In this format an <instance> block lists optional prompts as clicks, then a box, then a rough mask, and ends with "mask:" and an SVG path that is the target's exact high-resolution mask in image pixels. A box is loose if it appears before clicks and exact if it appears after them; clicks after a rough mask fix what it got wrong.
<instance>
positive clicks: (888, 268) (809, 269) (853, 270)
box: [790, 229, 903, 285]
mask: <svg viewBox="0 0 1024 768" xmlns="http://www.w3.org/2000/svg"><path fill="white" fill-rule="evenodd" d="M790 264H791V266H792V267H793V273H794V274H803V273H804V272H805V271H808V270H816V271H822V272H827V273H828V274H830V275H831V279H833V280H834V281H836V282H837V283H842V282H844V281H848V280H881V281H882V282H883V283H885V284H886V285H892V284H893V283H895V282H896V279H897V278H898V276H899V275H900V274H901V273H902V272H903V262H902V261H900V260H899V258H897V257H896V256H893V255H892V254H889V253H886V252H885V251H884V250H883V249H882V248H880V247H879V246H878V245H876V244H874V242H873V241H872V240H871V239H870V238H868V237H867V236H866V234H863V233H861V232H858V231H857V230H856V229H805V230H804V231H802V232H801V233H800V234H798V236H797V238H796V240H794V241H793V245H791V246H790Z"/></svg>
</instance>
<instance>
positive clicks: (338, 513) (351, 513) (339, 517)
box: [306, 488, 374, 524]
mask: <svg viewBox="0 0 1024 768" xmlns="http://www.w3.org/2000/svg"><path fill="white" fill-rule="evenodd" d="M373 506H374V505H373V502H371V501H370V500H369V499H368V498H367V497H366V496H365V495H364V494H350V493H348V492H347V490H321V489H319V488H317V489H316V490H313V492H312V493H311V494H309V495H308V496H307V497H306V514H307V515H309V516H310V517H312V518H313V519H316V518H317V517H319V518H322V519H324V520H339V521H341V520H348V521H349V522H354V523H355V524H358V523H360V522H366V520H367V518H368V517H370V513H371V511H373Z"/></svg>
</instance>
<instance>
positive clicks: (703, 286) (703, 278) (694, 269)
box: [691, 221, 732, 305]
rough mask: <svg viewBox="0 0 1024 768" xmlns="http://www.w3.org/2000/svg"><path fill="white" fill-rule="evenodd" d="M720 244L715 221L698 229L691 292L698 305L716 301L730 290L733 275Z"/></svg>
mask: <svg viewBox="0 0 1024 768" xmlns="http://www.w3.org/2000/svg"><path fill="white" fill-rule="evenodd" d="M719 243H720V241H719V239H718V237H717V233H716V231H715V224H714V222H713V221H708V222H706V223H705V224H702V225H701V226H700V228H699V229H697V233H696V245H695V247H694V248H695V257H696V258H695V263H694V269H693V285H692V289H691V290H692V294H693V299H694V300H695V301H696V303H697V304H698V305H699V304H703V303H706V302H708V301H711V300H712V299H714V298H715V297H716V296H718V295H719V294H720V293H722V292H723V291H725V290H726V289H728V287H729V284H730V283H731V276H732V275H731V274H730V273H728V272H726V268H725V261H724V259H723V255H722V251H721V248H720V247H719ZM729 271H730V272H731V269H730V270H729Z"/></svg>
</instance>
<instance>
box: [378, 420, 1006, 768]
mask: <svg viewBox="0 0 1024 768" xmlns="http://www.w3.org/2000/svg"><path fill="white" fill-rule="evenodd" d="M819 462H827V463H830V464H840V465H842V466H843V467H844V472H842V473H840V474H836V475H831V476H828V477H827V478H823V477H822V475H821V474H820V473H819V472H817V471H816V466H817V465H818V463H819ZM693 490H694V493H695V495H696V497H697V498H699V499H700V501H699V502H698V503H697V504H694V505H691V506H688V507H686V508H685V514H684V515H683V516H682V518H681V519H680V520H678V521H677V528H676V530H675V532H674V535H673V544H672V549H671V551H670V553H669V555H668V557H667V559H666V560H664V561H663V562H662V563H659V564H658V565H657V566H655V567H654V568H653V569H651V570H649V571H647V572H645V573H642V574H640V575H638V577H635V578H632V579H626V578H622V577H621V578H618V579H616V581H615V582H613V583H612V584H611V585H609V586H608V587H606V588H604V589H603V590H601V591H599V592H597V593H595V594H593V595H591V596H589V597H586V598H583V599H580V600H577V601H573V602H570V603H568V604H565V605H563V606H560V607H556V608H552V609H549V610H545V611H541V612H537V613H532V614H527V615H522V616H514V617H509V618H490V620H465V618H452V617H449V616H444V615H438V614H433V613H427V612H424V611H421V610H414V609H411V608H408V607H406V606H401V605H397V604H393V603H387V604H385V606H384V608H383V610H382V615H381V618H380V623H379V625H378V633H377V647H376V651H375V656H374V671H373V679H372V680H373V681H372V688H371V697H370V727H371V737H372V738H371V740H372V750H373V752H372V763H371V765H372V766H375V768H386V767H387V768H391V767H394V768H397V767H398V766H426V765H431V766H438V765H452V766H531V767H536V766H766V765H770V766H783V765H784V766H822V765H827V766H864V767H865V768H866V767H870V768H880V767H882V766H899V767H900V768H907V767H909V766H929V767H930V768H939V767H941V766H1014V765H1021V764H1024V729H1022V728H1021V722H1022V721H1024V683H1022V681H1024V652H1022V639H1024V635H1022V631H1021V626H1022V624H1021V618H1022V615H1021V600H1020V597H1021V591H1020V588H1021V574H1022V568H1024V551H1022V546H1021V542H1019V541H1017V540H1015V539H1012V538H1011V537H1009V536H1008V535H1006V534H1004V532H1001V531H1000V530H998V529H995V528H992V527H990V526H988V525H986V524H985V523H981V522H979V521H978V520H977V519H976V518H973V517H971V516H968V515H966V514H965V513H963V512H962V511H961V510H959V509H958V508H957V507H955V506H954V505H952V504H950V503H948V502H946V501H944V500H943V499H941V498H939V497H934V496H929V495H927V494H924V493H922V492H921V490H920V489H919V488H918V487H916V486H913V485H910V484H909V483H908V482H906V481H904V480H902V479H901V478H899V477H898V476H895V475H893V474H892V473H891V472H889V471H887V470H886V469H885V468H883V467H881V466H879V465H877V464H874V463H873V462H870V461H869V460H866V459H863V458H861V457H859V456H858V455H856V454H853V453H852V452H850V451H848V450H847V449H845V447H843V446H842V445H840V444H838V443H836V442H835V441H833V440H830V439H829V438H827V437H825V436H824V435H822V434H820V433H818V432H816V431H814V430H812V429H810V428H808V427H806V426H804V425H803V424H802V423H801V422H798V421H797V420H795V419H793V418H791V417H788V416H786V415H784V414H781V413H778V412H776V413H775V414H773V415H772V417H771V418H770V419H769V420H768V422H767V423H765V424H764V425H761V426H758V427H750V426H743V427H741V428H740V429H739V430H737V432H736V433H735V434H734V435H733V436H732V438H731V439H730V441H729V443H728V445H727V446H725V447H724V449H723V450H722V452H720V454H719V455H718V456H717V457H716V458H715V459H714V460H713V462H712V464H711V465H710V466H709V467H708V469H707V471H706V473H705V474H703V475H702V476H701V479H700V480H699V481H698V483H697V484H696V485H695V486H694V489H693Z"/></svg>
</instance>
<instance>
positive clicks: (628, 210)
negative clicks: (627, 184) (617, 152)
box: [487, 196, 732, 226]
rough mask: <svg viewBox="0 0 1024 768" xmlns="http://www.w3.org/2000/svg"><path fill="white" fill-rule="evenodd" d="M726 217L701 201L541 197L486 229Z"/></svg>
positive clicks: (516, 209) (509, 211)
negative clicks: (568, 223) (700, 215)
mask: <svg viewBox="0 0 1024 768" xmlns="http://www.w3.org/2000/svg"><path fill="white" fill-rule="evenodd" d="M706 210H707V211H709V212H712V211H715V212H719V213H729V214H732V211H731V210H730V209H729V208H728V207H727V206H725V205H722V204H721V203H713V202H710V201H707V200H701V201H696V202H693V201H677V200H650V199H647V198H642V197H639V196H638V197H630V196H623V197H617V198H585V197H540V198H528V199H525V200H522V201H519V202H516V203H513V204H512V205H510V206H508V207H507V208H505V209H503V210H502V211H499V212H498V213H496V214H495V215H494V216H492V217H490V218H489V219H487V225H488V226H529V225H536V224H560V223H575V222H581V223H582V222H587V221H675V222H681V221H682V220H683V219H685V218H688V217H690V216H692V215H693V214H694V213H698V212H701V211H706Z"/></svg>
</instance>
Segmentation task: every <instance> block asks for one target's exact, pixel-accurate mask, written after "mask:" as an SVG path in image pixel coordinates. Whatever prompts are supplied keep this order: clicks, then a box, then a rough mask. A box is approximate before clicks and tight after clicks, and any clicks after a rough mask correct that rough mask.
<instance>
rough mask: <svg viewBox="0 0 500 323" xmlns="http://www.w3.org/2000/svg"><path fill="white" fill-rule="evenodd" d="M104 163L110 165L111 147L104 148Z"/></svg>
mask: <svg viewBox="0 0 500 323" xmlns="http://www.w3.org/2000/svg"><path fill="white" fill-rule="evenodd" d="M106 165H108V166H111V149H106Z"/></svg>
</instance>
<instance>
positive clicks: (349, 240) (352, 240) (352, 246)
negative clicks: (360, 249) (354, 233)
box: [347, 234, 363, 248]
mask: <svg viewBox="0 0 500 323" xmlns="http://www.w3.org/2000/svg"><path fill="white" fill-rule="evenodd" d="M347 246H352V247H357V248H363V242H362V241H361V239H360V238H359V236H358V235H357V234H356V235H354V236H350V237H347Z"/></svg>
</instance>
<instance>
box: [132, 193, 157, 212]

━━━━━━━━━━━━━━━━━━━━

INSTRUCTIONS TO FOLLOW:
Filter the lines above, keeping each one that contains the string "exact".

TASK SOLUTION:
In this format an <instance> block lists optional prompts as clicks, then a box, then a rough mask, and ends with "mask:" and an SVG path that is the target's exact high-resolution mask in image pixels. A box is loose if it appears before clicks and exact if it appears after them; clicks after a rough mask fix what it got wrong.
Segmentation task: every <instance> block asks for one target's exact, pixel-accurate mask, written after "mask:" as an SVG path in image pixel coordinates. Whatever prompts are supplied keep this order: clicks, then a box, then a rough mask. A box is approximate before clicks and tight after clicks, and any clicks after a rough mask correct that rough mask.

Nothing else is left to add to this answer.